Given entries:
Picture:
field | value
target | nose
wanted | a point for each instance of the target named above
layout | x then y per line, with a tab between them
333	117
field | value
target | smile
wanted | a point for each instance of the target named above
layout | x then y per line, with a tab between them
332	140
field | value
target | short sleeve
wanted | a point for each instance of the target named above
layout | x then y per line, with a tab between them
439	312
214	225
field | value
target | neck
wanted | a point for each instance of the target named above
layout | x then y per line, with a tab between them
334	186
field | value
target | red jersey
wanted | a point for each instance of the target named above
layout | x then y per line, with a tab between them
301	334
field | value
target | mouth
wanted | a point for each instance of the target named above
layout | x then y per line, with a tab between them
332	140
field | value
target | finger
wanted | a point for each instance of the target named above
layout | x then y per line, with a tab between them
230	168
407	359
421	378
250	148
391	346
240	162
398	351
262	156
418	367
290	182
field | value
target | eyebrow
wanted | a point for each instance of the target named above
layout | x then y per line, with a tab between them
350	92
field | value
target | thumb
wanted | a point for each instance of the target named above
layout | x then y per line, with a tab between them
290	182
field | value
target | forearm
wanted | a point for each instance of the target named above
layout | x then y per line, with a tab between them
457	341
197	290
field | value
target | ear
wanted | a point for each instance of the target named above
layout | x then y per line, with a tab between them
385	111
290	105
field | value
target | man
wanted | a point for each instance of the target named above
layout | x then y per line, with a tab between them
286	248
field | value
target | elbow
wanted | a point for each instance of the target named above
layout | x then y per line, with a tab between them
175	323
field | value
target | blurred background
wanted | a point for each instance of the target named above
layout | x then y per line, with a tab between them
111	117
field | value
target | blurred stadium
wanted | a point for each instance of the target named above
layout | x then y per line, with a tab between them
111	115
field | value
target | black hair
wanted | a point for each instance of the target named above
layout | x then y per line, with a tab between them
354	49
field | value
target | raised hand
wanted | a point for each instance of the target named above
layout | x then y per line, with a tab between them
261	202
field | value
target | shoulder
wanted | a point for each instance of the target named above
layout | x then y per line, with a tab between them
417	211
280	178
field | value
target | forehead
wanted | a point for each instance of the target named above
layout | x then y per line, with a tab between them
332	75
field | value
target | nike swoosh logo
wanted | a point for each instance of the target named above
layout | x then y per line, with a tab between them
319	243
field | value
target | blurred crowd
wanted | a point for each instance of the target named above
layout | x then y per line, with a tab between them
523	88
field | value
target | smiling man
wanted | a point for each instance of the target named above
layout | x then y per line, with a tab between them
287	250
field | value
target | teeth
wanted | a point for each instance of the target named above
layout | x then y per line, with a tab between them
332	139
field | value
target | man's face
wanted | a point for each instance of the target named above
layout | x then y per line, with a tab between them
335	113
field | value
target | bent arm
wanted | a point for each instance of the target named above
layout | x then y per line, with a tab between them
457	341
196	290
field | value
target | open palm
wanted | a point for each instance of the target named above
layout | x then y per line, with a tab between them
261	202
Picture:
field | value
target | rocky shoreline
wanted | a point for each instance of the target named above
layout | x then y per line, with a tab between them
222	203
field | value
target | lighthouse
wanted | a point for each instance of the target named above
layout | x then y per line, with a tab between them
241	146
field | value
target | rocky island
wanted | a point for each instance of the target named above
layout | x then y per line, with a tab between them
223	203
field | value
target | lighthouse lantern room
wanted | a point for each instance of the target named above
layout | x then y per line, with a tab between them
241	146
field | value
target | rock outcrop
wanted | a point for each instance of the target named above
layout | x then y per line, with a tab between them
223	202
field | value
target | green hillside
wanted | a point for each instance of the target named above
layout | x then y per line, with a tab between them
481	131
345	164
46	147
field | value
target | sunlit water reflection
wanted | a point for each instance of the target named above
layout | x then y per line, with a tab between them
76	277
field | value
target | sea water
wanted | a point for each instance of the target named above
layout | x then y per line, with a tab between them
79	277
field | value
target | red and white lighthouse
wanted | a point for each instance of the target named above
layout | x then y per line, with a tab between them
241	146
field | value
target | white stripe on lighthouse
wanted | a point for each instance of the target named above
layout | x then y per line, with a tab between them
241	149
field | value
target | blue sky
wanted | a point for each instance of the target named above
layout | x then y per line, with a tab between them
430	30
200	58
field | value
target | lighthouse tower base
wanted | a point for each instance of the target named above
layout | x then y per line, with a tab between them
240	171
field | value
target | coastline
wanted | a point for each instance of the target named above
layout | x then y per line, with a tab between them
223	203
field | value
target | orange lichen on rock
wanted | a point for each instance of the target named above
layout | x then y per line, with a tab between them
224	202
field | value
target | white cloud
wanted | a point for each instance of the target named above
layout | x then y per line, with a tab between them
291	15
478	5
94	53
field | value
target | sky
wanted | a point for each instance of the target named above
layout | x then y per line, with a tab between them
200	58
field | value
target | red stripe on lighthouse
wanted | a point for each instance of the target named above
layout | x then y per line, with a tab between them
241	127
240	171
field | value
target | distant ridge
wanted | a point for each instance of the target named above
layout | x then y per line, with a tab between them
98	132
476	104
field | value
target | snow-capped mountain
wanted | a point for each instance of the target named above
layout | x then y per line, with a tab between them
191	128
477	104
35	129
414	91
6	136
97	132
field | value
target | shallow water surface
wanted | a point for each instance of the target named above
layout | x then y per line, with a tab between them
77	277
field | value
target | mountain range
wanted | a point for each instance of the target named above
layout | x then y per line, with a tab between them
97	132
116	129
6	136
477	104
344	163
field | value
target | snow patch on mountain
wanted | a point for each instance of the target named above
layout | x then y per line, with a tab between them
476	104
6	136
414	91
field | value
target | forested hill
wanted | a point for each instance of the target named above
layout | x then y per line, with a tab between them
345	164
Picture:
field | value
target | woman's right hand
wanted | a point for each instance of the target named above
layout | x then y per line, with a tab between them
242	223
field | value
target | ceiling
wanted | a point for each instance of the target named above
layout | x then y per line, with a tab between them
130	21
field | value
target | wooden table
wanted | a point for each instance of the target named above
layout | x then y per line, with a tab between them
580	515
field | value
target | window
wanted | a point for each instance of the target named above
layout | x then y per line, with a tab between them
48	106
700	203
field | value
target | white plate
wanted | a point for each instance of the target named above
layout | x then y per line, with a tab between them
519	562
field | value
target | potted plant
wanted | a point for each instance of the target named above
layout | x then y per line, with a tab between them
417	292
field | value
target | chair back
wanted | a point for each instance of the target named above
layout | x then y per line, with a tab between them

Task prompt: The required output is the whole listing, printed again exactly.

Answer section:
Picture:
field | value
target | nose
wanted | a point for each instance of the target named above
layout | x then y per line, with a tab between them
333	117
field | value
target | smile
wanted | a point for each instance of the target named above
layout | x then y per line, with a tab between them
332	140
field | value
target | short sleeve
wanted | a point for each instance of the target named above
layout | x then y per line, with a tab between them
439	312
214	225
field | value
target | neck
wanted | a point for each instance of the target named above
layout | x then y per line, with a tab between them
334	186
field | value
target | red jersey
wanted | a point for each instance of the target named above
layout | x then y per line, with a tab between them
301	334
field | value
target | mouth
wanted | a point for each instance of the target named above
layout | x then y per line, with a tab between them
332	140
field | value
target | finger
wanted | a point for each instance of the target named above
layout | x then y per line, with a tab between them
230	168
407	359
421	378
250	148
391	346
240	162
398	351
262	156
418	367
290	182
field | value
target | eyebrow
wanted | a point for each instance of the target named above
layout | x then y per line, with a tab between them
350	92
field | value
target | thumb
wanted | a point for each instance of the target named above
layout | x then y per line, with a tab between them
290	182
field | value
target | forearm
wanted | a point for each instance of the target named above
layout | x then y per line, with a tab between them
457	341
197	290
field | value
target | ear
wanted | a point for each instance of the target named above
layout | x then y per line, with a tab between them
385	111
290	105
field | value
target | man
wanted | a point for each instance of the target named above
layout | x then y per line, with a tab between them
286	248
field | value
target | elbow
wanted | a point for each instance of the target named above
layout | x then y per line, with a tab between them
175	323
field | value
target | blurred background
wanted | a point for each instance of the target named above
layout | x then y per line, with a tab between them
111	117
field | value
target | blurred stadium
wanted | a point for each instance of the target named above
layout | x then y per line, with a tab between them
111	115
field | value
target | black hair
wanted | a point for each instance of the target named above
layout | x then y per line, with a tab between them
354	49
field | value
target | raised hand
wanted | a point for each instance of the target named above
layout | x then y per line, with a tab between them
261	202
field | value
target | shoulder
wanted | a point for each instance of the target named above
layout | x then y per line, with a tab between them
417	211
280	178
field | value
target | forehead
wanted | a point for each instance of the target named above
layout | x then y per line, with a tab between them
332	75
field | value
target | nike swoosh logo
wanted | a point for each instance of the target named above
layout | x then y per line, with a tab between them
319	243
field | value
target | blurred crowd
wanted | a point for each instance of the target named above
layout | x then y per line, with a tab between them
523	88
field | value
target | smiling man
wanted | a point for each instance of the target named above
layout | x then y per line, with a tab between them
287	250
field | value
target | teeth
wanted | a point for each instance of the target named above
layout | x then y per line, with a tab between them
332	139
field | value
target | man's face
wanted | a point for each instance of the target named above
layout | x then y per line, with a tab between them
335	113
field | value
target | bent arm
wanted | a point for each instance of the target named above
layout | x then y per line, with a tab between them
457	341
196	290
field | value
target | open palm
wanted | a point for each instance of the target named above
layout | x then y per line, with a tab between them
261	202
Picture:
field | value
target | rocky shoreline
wanted | a point for each instance of the target named above
layout | x then y per line, with a tab between them
222	203
field | value
target | lighthouse
wanted | a point for each instance of the target named above
layout | x then y per line, with a tab between them
241	146
field | value
target | rocky island
wanted | a point for each instance of the target named above
layout | x then y per line, with a tab between them
223	203
field | value
target | lighthouse lantern room
wanted | a point for each instance of the target named above
layout | x then y per line, with a tab between them
241	146
field | value
target | rock outcrop
wanted | a point for each instance of the target named above
layout | x then y per line, with a tab between them
223	202
field | value
target | green hillside
wanted | a point for each instance of the target named above
layout | x then y per line, with a tab between them
481	131
345	164
46	147
field | value
target | sunlit water reflection
wanted | a point for each instance of the target named above
layout | x then y per line, with a tab between them
76	277
field | value
target | sea water
wanted | a point for each instance of the target named above
layout | x then y per line, with a tab between them
79	277
field | value
target | red and white lighthouse
wanted | a point for each instance of the target named above
layout | x then y per line, with a tab between them
241	146
field | value
target | white stripe on lighthouse
wanted | a point for each instance of the target named above
layout | x then y per line, with a tab between them
241	149
field | value
target | blue sky
wanted | a point for each instance of the target named above
layout | x then y per line, with a tab between them
430	30
200	58
field | value
target | lighthouse tower base
wanted | a point for each instance of the target named above
layout | x then y per line, with a tab between them
240	171
field | value
target | coastline
wanted | a point for each instance of the target named above
layout | x then y per line, with a tab between them
223	203
field | value
target | orange lichen on rock
wanted | a point for each instance of the target named above
layout | x then y per line, with a tab between them
224	202
field | value
target | white cloud
wanted | a point for each instance of the target named above
layout | x then y per line, with a tab between them
291	15
478	5
94	53
field | value
target | sky
wanted | a point for each instance of the target named above
layout | x then y per line, with a tab between them
200	58
field | value
target | red stripe on lighthouse
wanted | a point for each instance of the target named above
layout | x then y per line, with a tab between them
241	127
240	171
field | value
target | distant ridge
wanted | a point for each instance of the target named above
layout | x then y per line, with a tab between them
98	132
476	104
field | value
target | snow-capped mountain
wanted | a point for each instance of the target named above
layout | x then y per line, with a tab between them
191	128
477	104
35	129
414	91
6	136
97	132
field | value
target | shallow water surface
wanted | a point for each instance of the target named above
layout | x then y per line, with a tab between them
77	277
field | value
target | mountain range
wanted | a point for each instance of the target named above
layout | x then y per line, with a tab between them
97	132
116	129
6	136
477	104
344	163
field | value
target | snow patch on mountain
wanted | a point for each instance of the target named above
layout | x then y per line, with a tab between them
476	104
6	136
414	91
field | value
target | forested hill
wanted | a point for each instance of the target named above
layout | x then y per line, with a tab between them
345	164
Picture:
field | value
target | woman's right hand
wanted | a point for each instance of the target named above
layout | x then y per line, with a tab between them
242	223
field | value
target | ceiling
wanted | a point for each instance of the target named above
layout | x then y per line, with a tab between them
130	21
field | value
target | wooden table
wanted | a point for each instance of the target named above
layout | x then y per line, with a tab between them
580	515
field | value
target | window
wanted | a point for each instance of the target named above
layout | x then y per line, with a tab between them
48	106
700	203
field | value
target | white plate
wanted | a point for each instance of the target named above
layout | x then y per line, with a tab between them
519	562
field | value
target | potted plant
wanted | a point for each instance of the target named above
layout | x then y per line, with a tab between them
417	292
field | value
target | chair back
wanted | a point for each instance of the target named above
layout | x then y per line, with a tab between them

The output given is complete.